#### Text shown
________________________

Extract from The Guardian
If policies promoting net zero emissions by 2050 are adopted 250,000 jobs would be created and $680bn added to the economy
Last modified on Mon 2 Nov 2020 06.42 AEDT
Australia’s economy will be 6% smaller, there will be 880,000 fewer jobs and $3.4tn in economic opportunities will be lost if the climate crisis goes unchecked for the next 50 years, an analysis says.
On the other hand, the report by consultancy Deloitte Access Economics found policies consistent with a target of net zero emissions by 2050 and keeping global warming to 1.5C could expand the economy by 2.6%, or $680bn to the economy, and create 250,000 jobs.
The study focused on what it said was a fundamental flaw in how climate change is publicly considered – the idea that the costs of acting are weighed against an assumption the economy will keep growing if there are unconstrained emissions. Meanwhile, it said, the benefits of addressing the issue were regularly ignored.
It suggested Australia would experience an economic hit on par with Covid-19 every year by 2050 if the climate crisis was not abated. It estimated more than 30% of employed Australians and 30% of national income were exposed to economic disruption and risk due to the climate crisis and the coronavirus pandemic, and would suffer in an unplanned economic transition.
“While this is a significant number of jobs and growth at risk – enough to drive recessions – it is not all doom and gloom,” it said. “The good news is that the remaining 70% of the workforce and Australia’s GDP is able to help create the change and a new economic trajectory for Australia in a post-Covid world.”
Chris Richardson, Deloitte Australia’s chief economist, said the experience of Covid showed the cost of overlooking “catastrophic risks”.
“It’s an urgent wake-up call for us to get ahead of that other big risk: climate change,” he said.
“Australians need policy and regulatory reform that modernises our economy and unleashes business investment. The benefits of acting are huge, but we are fast running out of opportunity.”
Richardson said the best way to tackle the climate crisis was through “market mechanisms”. The report recommended chasing “high-growth industries” such as mining new minerals for new technologies, supporting innovation in advanced manufacturing and investing in upgrading and replacing infrastructure.
It was the latest in a growing push from across the political spectrum, including significant parts of the business sector and the community, for the government to do far more to back a green recovery to set the economy up for an inevitable shift to zero emissions.
Modelling from different sources has routinely found the cost of waiting would be greater than acting now. That finding has become more pronounced as the cost of renewable energy reduced substantially in recent years. Last month the International Energy Agency said solar was the cheapest form of energy in human history.

________________________

#### Dataset extract

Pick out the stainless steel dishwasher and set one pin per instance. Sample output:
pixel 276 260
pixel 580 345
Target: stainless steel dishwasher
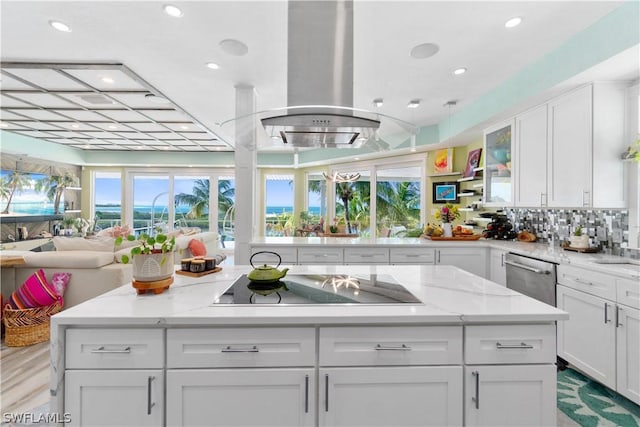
pixel 532 277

________________________

#### Work task 1
Answer these questions from the Guardian extract:
(a) How many fewer jobs will Australia have if the climate crisis goes unchecked for the next 50 years?
(b) Who is Deloitte Australia's chief economist?
(c) What did the International Energy Agency say last month about solar?
#### Work task 2
Rewrite the Guardian extract starting at "Richardson said the" and ending at "in human history.", replacing "renewable energy" with "clean energy".
#### Work task 3
Continue the Guardian extract on the climate crisis and Australia's economy from its last sentence.

#### Final answer 1
(a) 880,000 fewer jobs.
(b) Chris Richardson.
(c) It said solar was the cheapest form of energy in human history.

#### Final answer 2
Richardson said the best way to tackle the climate crisis was through “market mechanisms”. The report recommended chasing “high-growth industries” such as mining new minerals for new technologies, supporting innovation in advanced manufacturing and investing in upgrading and replacing infrastructure.
It was the latest in a growing push from across the political spectrum, including significant parts of the business sector and the community, for the government to do far more to back a green recovery to set the economy up for an inevitable shift to zero emissions.
Modelling from different sources has routinely found the cost of waiting would be greater than acting now. That finding has become more pronounced as the cost of clean energy reduced substantially in recent years. Last month the International Energy Agency said solar was the cheapest form of energy in human history.

#### Final answer 3
Pradeep Philip, the report’s lead author and a policy adviser to Kevin Rudd when he was prime minister, said reaching net zero emissions by 2050 – a target the Morrison government has rejected but that is backed by the European Union, Britain, Japan, South Korea, Canada and US presidential candidate Joe Biden – to limit global heating to 1.5C above pre-industrial levels, and certainly no greater than 2C, was an “economic necessity”.
“Whatever Australia does or doesn’t do, the global warming which has already taken place will hurt our lives and livelihoods. This cost is locked in – it is the cost of delay,” he said.
“There isn’t a ‘no-cost’ option, so if we could take action today to prevent the next great recession from climate change, why wouldn’t we?”
Philip said there would be costs and some losers in a transition to net zero emissions, “but we’ll all be losers if we fail to act”.
The report estimated reaching net zero emissions would reduce GDP by $90bn by 2050. It said about a quarter of this – $23bn – is unavoidable due to locked-in impacts of climate change, and the remaining $67bn is a small price to pay relative to the size of the economy.
“For comparison, the current jobjeeper program is costing the federal budget just over $65bn this year alone – and this is the necessary price Australia is paying to minimise the worst economic consequences of Covid,” it said.
The Intergovernmental Panel on Climate Change found emissions would need to reach net zero by about 2050 to limit global heating to 1.5C, considered necessary to limit the effects of climate change.
But it said it would also require rapid action over the next decade: a 45% cut in global emissions compared with 2010 levels by 2030.